◆ **TASKS**:
1 > According to the California decline article, which state was the leading destination for Californians who moved during the first decade of the 2000s?
2 > Resume the California decline article after its last sentence.

Start of DOCUMENT PASSAGE

Toxic State Syndrome
http://www.thedailybeast.com/articl...drome-as-california-declines-texas-rises.html
Once the state of opportunity, California is now veering on a cycle of decline that will be difficult to reverse.
After World War II, California was where Americans went in search of a better life—the state with more jobs, more space, more sunlight, and more opportunity. But since 1990, Californians have gone elsewhere for opportunity, with the state losing a net of more than 3.7 million people to other states.
The Great California Exodus: A Closer Look. During the first decade of the 2000s, according to IRS data on the movement of income-tax filers, California saw a net loss of 635,000 people and aggregate income of $14.7 billion to just three states—Texas, Arizona and Nevada. Texas was the leading destination, with about 225,000 Californians relocating there.
Californians needs to ask if the state has started a cycle of decline, in which a loss of jobs to other states leads to a loss of tax-paying residents, and in turn to
a deterioration of the public services that make the state even less desirable for businesses. This “toxic state syndrome,” as it might be called, could be very difficult to shake. The businesses that bring jobs (or take jobs with them when they leave) look for certain things: A skilled work force, relatively low costs, sound infrastructure and public services, and—maybe most important of all—some assurance that these conditions will stay the same.

End of DOCUMENT PASSAGE
Start of SOURCE MATERIAL

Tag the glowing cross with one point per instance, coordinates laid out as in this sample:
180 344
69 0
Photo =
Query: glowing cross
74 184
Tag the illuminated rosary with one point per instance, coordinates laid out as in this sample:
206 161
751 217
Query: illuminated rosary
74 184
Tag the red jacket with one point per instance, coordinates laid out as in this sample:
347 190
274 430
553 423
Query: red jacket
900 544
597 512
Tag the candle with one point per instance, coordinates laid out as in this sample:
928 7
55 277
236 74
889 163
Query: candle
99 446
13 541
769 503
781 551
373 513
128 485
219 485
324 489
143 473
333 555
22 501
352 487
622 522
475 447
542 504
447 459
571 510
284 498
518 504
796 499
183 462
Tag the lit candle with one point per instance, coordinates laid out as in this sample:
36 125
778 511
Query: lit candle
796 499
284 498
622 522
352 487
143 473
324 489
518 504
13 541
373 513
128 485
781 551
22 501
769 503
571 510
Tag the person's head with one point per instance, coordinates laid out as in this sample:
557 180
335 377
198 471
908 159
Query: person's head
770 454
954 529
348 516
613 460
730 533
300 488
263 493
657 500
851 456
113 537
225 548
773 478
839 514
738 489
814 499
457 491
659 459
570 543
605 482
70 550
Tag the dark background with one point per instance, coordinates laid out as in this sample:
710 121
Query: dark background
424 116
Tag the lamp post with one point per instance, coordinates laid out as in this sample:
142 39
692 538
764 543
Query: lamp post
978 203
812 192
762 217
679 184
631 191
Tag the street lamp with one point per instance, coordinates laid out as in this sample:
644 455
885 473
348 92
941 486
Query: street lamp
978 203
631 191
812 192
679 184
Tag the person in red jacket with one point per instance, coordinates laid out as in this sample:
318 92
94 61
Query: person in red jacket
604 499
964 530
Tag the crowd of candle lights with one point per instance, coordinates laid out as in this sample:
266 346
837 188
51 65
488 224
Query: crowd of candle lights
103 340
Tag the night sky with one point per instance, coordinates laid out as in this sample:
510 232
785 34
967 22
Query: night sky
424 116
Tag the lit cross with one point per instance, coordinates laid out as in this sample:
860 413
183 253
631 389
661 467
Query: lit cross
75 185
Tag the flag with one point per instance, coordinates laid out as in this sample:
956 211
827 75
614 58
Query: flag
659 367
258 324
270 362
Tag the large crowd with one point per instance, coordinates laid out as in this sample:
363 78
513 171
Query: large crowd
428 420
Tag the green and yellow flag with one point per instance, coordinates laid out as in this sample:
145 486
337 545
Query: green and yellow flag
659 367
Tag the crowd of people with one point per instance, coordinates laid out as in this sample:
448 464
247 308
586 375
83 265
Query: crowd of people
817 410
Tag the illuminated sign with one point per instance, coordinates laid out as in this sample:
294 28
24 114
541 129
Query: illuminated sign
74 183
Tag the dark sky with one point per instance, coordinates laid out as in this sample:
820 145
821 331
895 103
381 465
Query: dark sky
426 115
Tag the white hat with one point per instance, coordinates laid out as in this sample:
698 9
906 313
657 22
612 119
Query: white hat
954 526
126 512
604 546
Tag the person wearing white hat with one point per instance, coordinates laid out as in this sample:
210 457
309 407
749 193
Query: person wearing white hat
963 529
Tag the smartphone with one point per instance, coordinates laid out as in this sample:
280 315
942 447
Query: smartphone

End of SOURCE MATERIAL

◆ **EXERCISE RESPONSES**:
1 > Texas, with about 225,000 Californians relocating there.

2 >
A state in chronic fiscal distress can’t offer such predictability, and California is a very distressed state. For most of the past decade, its credit rating has been at or near last place in the nation; currently it is rated the lowest by Standard & Poor’s.
What may be most damaging about California’s tax debate is its tone of desperation. The state is like a man at the end of his rope who has taken hostages – in this case, the schools. Meanwhile, Texas and other states are poaching California jobs with tax incentives at a scale that California state and local governments can’t afford, most recently with the $36 million package of tax breaks and investment funds that convinced Apple Inc. to expand in Austin and add some 3,600 jobs.
California doesn’t do such things, and it’s not out of libertarian principle. It’s because the state just doesn’t have the wherewithal. And it never will, if it can’t learn to live within its means. If the data from migration and job creation send one message above all, it’s that fiscal discipline matters. States that cannot pay their bills lose jobs, people and wealth to the states that can.